- [What you are asked to do]
Reproduce the records word for word, from the first line through the line containing "box: [167, 788, 248, 847]", including both of those lines.

Dataset: Begin

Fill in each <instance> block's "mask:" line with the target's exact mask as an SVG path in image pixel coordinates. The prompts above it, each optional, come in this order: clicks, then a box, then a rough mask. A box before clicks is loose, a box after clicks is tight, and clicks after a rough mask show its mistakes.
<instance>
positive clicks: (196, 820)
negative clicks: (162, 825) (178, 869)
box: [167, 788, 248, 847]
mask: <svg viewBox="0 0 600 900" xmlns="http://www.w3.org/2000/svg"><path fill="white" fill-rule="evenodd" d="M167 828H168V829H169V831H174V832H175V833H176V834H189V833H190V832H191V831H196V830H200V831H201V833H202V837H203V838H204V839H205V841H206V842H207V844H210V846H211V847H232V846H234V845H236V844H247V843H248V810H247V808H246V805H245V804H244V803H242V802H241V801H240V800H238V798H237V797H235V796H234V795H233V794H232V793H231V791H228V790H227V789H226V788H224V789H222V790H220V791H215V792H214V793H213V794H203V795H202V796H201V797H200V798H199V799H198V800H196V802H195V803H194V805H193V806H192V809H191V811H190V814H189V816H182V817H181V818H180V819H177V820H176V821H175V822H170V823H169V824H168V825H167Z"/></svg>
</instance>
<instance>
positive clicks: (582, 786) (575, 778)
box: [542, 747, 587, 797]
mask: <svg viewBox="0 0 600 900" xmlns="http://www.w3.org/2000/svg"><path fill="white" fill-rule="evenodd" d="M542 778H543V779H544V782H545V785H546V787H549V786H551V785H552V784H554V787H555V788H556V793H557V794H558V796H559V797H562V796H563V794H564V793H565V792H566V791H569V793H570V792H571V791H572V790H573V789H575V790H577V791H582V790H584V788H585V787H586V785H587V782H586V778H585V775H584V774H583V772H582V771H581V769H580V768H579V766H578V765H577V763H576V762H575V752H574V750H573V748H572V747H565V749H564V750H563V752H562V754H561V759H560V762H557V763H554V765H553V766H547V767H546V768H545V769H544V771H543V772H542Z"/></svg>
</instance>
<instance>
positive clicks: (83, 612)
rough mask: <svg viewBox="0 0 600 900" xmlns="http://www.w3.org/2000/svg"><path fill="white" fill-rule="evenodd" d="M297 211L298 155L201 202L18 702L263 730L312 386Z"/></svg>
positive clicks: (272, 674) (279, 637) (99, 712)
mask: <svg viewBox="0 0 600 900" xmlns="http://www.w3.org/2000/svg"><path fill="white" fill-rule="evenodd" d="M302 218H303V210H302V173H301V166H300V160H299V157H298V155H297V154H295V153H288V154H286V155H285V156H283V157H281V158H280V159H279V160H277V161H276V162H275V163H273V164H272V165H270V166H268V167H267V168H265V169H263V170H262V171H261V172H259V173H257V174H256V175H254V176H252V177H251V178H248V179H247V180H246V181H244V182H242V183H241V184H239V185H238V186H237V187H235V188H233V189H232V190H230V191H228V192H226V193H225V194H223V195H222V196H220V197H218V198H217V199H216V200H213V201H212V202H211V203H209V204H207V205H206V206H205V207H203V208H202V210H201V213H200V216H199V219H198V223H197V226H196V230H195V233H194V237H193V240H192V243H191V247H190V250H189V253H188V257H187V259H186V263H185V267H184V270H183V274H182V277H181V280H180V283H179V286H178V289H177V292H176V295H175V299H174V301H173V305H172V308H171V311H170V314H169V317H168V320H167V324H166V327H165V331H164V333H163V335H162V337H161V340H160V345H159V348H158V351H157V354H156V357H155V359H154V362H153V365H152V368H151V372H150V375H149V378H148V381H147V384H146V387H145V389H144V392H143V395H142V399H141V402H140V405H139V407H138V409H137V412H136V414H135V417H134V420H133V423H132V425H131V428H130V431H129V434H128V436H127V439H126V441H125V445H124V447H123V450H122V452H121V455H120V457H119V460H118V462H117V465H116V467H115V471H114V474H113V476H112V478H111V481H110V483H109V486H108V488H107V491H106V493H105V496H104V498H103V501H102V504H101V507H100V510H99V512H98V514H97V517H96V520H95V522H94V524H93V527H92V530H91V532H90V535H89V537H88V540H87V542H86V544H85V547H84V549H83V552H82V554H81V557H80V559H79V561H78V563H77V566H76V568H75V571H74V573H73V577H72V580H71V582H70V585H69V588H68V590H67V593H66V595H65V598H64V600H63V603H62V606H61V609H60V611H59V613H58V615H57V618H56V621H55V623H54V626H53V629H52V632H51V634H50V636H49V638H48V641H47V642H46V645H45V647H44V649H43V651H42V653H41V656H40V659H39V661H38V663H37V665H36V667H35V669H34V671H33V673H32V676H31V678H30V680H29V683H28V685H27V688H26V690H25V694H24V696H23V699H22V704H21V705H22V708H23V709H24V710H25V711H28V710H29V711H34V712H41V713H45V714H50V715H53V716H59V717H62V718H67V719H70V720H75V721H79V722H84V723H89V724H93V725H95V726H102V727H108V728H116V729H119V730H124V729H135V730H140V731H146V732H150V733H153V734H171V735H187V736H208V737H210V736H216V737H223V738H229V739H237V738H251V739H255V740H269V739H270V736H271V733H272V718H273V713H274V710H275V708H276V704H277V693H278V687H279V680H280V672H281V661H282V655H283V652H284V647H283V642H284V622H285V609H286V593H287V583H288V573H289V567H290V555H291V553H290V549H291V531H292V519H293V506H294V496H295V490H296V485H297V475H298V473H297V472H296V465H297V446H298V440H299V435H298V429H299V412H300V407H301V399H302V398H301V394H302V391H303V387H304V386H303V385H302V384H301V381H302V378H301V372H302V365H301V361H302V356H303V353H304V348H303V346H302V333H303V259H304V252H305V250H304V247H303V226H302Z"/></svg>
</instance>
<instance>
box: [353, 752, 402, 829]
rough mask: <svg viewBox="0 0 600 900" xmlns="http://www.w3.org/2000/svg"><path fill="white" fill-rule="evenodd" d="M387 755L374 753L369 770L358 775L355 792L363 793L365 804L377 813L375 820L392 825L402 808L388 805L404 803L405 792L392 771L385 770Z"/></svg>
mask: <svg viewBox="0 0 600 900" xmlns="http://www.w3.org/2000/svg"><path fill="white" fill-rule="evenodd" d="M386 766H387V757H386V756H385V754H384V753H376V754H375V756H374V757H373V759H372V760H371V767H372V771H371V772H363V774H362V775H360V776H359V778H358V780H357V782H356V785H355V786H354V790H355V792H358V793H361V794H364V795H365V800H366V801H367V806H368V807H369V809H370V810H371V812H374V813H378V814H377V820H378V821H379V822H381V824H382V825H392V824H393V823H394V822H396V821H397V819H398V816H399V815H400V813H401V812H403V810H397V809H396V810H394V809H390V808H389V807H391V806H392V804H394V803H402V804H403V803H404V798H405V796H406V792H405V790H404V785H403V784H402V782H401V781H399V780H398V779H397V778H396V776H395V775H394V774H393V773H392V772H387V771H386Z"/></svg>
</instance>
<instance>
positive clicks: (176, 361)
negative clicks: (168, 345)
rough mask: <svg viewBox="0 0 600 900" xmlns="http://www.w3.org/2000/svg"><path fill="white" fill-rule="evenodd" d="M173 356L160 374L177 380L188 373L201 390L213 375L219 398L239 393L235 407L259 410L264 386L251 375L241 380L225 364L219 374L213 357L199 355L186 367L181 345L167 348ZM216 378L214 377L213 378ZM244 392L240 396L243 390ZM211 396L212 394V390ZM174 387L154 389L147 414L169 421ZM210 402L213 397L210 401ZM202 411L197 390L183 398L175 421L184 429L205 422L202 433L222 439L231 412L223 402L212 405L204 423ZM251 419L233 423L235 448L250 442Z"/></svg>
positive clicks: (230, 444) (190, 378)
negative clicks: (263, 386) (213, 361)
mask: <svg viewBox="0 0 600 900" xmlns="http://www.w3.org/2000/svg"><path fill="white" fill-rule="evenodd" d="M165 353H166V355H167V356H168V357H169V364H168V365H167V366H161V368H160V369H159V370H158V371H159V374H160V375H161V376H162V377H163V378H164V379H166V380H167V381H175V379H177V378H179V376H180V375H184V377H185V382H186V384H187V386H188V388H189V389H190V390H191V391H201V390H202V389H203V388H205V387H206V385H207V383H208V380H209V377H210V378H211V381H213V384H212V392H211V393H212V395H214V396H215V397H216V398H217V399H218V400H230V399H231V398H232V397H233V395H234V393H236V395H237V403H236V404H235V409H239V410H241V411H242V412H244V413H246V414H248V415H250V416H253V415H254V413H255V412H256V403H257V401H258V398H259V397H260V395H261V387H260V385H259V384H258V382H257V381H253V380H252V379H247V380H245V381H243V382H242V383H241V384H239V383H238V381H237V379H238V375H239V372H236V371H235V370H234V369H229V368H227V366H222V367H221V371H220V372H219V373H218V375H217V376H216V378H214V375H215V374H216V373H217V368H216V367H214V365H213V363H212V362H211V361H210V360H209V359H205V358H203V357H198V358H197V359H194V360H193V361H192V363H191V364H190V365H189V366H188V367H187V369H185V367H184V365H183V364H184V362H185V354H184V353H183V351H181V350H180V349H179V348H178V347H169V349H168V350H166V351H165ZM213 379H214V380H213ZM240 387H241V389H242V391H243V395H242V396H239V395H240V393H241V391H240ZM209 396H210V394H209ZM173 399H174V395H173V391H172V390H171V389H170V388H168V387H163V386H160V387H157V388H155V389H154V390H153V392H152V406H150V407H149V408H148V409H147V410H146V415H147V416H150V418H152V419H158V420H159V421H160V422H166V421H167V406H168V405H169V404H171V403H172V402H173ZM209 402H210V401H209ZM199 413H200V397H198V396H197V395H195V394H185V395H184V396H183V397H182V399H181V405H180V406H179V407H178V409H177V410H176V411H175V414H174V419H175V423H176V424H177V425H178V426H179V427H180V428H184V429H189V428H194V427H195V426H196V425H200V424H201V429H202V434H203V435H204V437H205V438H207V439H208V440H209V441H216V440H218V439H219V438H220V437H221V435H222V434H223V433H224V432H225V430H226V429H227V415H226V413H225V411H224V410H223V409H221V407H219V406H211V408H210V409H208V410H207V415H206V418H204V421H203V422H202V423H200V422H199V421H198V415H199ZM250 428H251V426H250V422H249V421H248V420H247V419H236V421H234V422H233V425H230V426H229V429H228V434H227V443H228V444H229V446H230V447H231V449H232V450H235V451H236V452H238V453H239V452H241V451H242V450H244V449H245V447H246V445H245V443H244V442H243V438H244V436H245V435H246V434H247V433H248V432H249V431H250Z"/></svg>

Dataset: End

- [Response to this task]
Fill in each <instance> block's "mask:" line with the target's exact mask as an SVG path in image pixel coordinates. The prompts above it, each optional, come in this order: clicks, then a box, then a rough mask. A box before clicks is loose, a box after clicks is tight, and clicks after a rough mask show its mistakes.
<instance>
positive clicks: (196, 820)
negative clicks: (162, 825) (178, 869)
box: [167, 788, 248, 847]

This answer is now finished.